Write the records below out again word for word, with the pictures removed.

── Data records ──

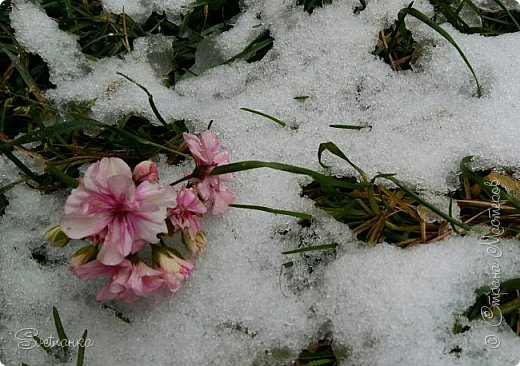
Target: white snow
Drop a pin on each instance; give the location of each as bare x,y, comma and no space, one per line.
382,305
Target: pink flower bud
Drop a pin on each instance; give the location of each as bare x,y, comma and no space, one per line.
82,256
56,237
146,170
166,259
195,246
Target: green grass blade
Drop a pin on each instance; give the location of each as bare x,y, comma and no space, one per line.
274,119
499,3
332,148
61,176
427,204
300,215
255,164
312,248
41,344
417,14
81,350
348,127
482,183
59,328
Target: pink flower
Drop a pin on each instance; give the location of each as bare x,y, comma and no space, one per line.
107,199
127,280
83,256
146,170
184,215
174,270
213,193
204,150
195,246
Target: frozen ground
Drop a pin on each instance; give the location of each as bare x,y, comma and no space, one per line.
382,306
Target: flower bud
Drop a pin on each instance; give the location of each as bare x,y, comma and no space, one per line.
146,170
169,261
82,256
195,246
56,237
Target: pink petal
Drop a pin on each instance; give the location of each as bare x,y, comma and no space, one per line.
79,225
121,188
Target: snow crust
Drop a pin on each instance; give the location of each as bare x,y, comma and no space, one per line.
381,305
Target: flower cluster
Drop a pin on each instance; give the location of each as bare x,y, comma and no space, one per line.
120,210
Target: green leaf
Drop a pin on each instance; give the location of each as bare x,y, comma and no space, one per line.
417,14
331,147
275,211
348,127
255,164
59,328
41,344
312,248
81,350
427,204
280,122
482,183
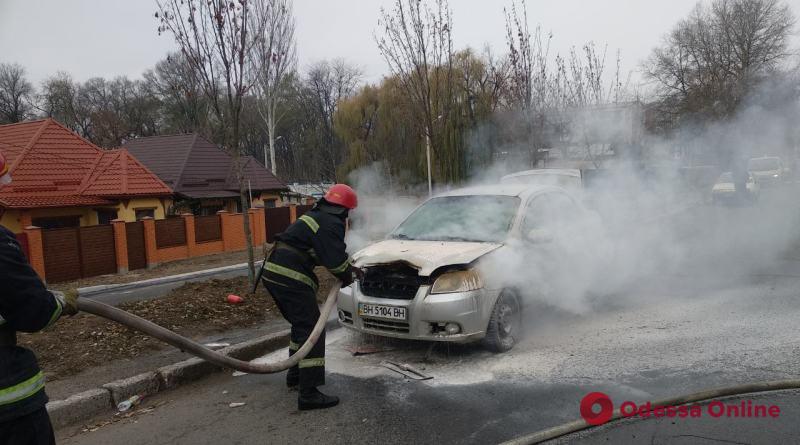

───

Answer.
Target: white snow
Drop a pin on each instance; give the location of each as bare x,y, comma and no space, one per line.
382,305
Target: pink flower bud
Drop a pin on each instance; give the location of each as bare x,y, comma and no space, one per line.
82,256
56,237
146,170
166,259
195,246
Target: green grass blade
Drop a pin on each instance; give the location of each as bare x,y, comma and no space, one per line.
274,119
499,3
332,148
61,176
427,204
300,215
255,164
312,248
41,344
417,14
81,350
348,127
482,183
59,328
Target: pink flower
Drop a pin on each instance; give the location of each as bare x,y, comma and no space, one per line.
107,199
127,280
83,256
146,170
184,215
174,270
213,193
204,150
195,246
Target: frozen ground
Drop a pin on each instance; give the location of each as bare x,y, comma and no space, one per line.
382,306
Target: flower bud
Drop a pin on each instance; give the location of each as bare x,y, comma and no space, one per line.
146,170
169,261
82,256
195,246
56,237
Target: pink petal
Drop a pin on each instance; give the location of each as bare x,y, comma and no space, one per line.
79,225
121,188
Target: snow crust
Drop a pin on each instance; give the location of each as bare x,y, comma and no space, one per line.
381,305
Target: flower cluster
Drop a pin on each instance; give the location of each as bare x,y, comma and no space, one per line.
120,210
Target: green leaf
Drop a pin on each instance; give the location of each as bare x,y, comma and no space, one per line.
417,14
331,147
275,211
348,127
255,164
59,328
41,344
312,248
81,350
427,204
280,122
482,183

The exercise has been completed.